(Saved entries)
----

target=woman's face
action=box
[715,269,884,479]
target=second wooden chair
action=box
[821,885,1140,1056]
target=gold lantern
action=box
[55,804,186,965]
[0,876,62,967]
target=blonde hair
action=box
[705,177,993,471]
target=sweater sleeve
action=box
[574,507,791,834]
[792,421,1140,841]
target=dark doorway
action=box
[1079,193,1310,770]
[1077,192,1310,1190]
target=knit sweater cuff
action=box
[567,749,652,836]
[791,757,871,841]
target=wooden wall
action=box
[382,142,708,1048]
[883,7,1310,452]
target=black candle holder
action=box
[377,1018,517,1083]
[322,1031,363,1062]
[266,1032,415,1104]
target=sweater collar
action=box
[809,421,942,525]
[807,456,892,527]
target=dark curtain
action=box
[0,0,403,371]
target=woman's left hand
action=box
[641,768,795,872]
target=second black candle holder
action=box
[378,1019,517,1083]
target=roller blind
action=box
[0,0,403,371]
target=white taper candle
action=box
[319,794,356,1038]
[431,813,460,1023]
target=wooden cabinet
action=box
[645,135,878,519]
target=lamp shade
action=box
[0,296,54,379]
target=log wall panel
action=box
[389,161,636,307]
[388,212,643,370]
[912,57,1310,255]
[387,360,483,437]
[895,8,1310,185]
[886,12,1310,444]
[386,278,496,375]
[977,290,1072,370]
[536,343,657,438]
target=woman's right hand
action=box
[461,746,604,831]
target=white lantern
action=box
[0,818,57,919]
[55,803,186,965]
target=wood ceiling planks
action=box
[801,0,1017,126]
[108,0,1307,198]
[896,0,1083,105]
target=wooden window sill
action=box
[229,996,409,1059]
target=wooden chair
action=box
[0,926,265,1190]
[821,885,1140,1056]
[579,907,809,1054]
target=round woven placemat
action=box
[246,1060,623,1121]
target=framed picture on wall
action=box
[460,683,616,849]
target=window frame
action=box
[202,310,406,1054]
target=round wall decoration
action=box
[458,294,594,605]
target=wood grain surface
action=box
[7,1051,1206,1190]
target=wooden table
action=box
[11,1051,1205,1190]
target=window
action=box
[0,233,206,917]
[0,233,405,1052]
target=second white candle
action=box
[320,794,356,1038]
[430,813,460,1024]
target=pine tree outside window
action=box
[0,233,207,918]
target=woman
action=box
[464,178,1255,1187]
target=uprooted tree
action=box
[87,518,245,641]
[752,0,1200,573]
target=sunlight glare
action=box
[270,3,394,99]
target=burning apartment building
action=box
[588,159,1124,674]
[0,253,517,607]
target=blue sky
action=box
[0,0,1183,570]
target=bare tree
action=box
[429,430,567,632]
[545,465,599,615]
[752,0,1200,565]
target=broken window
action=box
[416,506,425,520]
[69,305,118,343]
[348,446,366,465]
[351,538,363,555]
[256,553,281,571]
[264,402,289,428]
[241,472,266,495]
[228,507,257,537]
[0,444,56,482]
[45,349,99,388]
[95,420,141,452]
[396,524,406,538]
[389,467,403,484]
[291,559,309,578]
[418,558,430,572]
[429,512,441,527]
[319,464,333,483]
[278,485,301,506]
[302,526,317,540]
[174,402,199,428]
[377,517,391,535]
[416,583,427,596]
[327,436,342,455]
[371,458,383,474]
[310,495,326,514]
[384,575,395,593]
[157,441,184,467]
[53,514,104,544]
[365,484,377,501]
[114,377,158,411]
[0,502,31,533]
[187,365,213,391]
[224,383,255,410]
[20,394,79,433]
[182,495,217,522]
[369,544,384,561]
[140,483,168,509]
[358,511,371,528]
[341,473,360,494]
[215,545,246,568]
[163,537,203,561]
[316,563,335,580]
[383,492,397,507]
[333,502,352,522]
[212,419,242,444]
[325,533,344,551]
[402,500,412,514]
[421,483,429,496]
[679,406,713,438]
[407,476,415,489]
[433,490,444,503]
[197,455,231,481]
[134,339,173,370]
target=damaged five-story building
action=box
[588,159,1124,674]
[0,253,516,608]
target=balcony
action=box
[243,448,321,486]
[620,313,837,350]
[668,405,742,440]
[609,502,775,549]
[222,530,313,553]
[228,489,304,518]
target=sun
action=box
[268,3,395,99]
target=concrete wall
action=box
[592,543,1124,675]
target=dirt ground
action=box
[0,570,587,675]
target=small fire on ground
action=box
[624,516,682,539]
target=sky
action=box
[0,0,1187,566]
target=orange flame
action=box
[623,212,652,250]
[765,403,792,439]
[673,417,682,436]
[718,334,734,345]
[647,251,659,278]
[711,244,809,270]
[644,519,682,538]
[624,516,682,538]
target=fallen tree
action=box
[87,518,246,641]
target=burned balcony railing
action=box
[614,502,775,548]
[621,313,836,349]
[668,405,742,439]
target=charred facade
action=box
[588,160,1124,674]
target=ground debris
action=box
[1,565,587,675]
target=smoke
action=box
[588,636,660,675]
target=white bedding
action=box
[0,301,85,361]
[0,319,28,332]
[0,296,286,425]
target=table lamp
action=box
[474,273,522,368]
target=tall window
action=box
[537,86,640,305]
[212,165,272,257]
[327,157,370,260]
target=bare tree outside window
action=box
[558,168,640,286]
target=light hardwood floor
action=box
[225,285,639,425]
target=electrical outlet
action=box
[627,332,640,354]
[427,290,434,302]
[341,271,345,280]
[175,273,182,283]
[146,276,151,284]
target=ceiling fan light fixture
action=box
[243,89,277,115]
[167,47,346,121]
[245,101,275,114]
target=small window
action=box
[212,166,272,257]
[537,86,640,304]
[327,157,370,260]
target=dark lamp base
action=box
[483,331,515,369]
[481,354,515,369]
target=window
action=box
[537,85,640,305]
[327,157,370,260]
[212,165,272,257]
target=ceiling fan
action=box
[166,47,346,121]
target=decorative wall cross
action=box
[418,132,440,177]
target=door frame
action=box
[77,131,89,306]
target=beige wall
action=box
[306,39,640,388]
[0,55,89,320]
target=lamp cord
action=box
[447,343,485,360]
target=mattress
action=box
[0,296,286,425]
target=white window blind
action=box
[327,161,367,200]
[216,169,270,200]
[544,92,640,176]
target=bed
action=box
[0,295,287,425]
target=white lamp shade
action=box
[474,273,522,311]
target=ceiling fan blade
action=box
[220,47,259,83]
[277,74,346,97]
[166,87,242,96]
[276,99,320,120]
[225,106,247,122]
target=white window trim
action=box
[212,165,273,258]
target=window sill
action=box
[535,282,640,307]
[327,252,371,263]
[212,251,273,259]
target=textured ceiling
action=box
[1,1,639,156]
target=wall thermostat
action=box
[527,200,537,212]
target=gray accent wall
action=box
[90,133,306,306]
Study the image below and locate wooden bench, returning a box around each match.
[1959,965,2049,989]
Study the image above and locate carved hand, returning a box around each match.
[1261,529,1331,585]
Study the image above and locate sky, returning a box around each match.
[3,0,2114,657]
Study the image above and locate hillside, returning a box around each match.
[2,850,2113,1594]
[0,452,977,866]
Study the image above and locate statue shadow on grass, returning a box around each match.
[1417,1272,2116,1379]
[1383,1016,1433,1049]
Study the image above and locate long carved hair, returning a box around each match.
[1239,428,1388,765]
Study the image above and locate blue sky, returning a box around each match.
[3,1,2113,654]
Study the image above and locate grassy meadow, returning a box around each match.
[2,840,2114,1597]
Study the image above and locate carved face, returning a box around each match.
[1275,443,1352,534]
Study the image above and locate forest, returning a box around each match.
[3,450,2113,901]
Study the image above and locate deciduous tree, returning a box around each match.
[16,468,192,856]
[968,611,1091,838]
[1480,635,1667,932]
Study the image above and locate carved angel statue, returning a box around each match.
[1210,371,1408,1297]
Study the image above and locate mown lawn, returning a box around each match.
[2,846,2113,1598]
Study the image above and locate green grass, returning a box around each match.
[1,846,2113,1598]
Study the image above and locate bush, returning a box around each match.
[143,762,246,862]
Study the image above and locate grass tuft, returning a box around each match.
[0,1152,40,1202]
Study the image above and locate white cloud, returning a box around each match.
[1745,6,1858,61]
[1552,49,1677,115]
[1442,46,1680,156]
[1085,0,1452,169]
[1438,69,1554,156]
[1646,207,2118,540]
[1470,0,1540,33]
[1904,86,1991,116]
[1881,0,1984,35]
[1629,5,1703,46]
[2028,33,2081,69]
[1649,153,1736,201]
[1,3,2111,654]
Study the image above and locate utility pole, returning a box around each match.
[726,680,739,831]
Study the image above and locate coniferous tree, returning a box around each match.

----

DIRECTIONS FOR THIS TASK => Where the line containing "Study the image above and locate bush, returning" appears, start copying, and go on exactly through the last line of the data.

TASK ANSWER =>
Study the image above and locate bush, returning a box around each match.
[143,762,246,862]
Study the image above and locate grass tuft, returning a box around each match.
[0,1152,40,1202]
Study the image above and locate white cloud, returning a box around each match.
[1745,6,1858,61]
[1552,49,1677,115]
[1442,46,1680,156]
[1085,0,1452,169]
[1438,69,1554,156]
[1646,207,2118,540]
[1470,0,1540,33]
[1904,86,1991,116]
[1881,0,1984,35]
[1629,5,1703,46]
[2028,33,2081,69]
[1649,153,1736,201]
[1,3,2111,654]
Study the image above and locate utility pole, returning a box around each match.
[726,680,739,831]
Study the image above and locate coniferous tree, returning a box around each match.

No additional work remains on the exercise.